◆ **Task 1**
Answer these questions about the forum post on a first show:
(a) Which class was the largest?
(b) How many times did they have to tell the daughter to let go of her lamb and get up?
(c) What was the daughter doing instead of watching the judge?
━━ Passage shown ━━
# First Show



## herfrds (Aug 23, 2010)

I can now laugh about this, but on Thursday it was not too funny.

daughter and I got her lamb ready for the show. We got over to the ring and let her walk around and get used to the ring.
Well the senior kids went first then the junior and the novice was the largest class.
As DD was going through the gate she tripped and fell landing on her back right in front of the judges table. She didn't let go of her lamb though. We had to tell her 3 times to let go of her lamb and get up.

She gets going with the rest of the group, but instead of watching the judge she is looking outside of the ring and waving at people she knows.
Pretty soon we keep hearing this "baaa" going on, we get to wondering who's sheep is doing it.
It's not a lamb, it is my daughter. Instead of lining up with the rest of the kids she is still going around the ring "baa" to her lamb.
━━━
━━ Given records ━━
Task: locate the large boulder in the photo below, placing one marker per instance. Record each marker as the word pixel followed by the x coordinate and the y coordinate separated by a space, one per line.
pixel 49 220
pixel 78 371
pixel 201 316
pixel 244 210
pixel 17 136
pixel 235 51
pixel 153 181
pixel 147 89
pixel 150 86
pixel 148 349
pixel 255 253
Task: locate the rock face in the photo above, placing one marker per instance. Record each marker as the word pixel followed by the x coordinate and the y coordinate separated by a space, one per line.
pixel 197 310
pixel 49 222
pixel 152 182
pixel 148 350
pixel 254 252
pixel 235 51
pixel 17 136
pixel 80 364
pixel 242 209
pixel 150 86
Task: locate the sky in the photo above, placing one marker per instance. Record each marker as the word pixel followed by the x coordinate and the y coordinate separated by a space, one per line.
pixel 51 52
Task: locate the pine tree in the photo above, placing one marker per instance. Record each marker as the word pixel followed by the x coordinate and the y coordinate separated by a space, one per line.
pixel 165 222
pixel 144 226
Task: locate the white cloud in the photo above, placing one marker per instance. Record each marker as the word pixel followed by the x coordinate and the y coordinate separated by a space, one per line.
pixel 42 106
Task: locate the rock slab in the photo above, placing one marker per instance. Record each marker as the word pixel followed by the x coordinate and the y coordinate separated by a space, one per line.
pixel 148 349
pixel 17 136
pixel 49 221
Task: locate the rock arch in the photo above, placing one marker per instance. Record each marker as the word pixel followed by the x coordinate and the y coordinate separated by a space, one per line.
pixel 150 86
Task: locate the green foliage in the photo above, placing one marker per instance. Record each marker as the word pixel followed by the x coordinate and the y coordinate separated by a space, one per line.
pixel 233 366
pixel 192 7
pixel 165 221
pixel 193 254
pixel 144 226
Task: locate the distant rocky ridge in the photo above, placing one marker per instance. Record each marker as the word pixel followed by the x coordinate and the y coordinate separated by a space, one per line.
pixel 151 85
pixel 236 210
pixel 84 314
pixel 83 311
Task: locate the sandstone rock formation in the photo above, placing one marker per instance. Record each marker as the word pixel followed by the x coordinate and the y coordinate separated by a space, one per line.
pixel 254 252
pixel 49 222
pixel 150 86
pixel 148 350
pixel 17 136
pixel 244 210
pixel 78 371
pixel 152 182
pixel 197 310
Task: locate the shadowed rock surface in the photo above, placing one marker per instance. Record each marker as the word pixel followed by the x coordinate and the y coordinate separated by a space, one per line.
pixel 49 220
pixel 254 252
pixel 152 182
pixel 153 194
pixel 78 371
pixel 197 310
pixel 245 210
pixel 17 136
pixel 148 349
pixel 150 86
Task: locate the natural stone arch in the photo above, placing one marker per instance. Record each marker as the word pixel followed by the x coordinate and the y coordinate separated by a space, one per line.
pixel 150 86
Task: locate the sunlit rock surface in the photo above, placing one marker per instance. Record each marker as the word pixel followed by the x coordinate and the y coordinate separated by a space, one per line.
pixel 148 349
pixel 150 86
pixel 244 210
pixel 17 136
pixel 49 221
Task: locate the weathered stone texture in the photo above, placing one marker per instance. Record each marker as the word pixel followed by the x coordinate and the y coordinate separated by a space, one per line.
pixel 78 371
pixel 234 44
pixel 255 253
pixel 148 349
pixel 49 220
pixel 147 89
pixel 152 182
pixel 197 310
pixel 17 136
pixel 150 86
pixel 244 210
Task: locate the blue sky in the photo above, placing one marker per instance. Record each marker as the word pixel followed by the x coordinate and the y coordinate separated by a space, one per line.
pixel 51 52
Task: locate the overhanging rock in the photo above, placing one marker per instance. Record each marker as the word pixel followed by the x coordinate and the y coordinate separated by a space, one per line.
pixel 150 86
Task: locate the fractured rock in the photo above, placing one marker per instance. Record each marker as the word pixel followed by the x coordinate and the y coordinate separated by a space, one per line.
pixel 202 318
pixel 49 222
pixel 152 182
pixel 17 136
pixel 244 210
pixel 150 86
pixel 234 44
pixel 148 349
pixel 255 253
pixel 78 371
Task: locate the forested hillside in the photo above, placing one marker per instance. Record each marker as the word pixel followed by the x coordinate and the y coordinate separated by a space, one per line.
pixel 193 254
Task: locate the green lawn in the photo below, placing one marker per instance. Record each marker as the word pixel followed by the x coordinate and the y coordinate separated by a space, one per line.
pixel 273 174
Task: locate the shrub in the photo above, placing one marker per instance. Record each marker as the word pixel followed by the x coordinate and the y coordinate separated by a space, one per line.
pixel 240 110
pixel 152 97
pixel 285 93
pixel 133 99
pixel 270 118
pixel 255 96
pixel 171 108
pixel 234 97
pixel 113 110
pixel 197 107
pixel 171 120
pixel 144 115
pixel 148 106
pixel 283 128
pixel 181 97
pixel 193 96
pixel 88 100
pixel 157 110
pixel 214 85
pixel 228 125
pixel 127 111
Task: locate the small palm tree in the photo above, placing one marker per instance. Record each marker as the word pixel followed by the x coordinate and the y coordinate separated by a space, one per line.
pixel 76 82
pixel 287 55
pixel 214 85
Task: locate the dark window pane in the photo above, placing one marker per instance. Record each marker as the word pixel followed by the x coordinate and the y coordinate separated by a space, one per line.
━━━
◆ **Task 2**
Lay out the lines of the records as a Markdown table with the columns Row and Line, starting at the line that contains "Task: locate the small" and ending at the last line of the records. Number the rows and leave out blank lines.

◆ **Problem solution 1**
(a) The novice class.
(b) Three times.
(c) She was looking outside of the ring and waving at people she knows.

◆ **Problem solution 2**
| Row | Line |
|---|---|
| 1 | Task: locate the small palm tree in the photo above, placing one marker per instance. Record each marker as the word pixel followed by the x coordinate and the y coordinate separated by a space, one per line. |
| 2 | pixel 76 82 |
| 3 | pixel 287 55 |
| 4 | pixel 214 85 |
| 5 | Task: locate the dark window pane in the photo above, placing one marker per instance. Record each marker as the word pixel followed by the x coordinate and the y coordinate separated by a space, one per line. |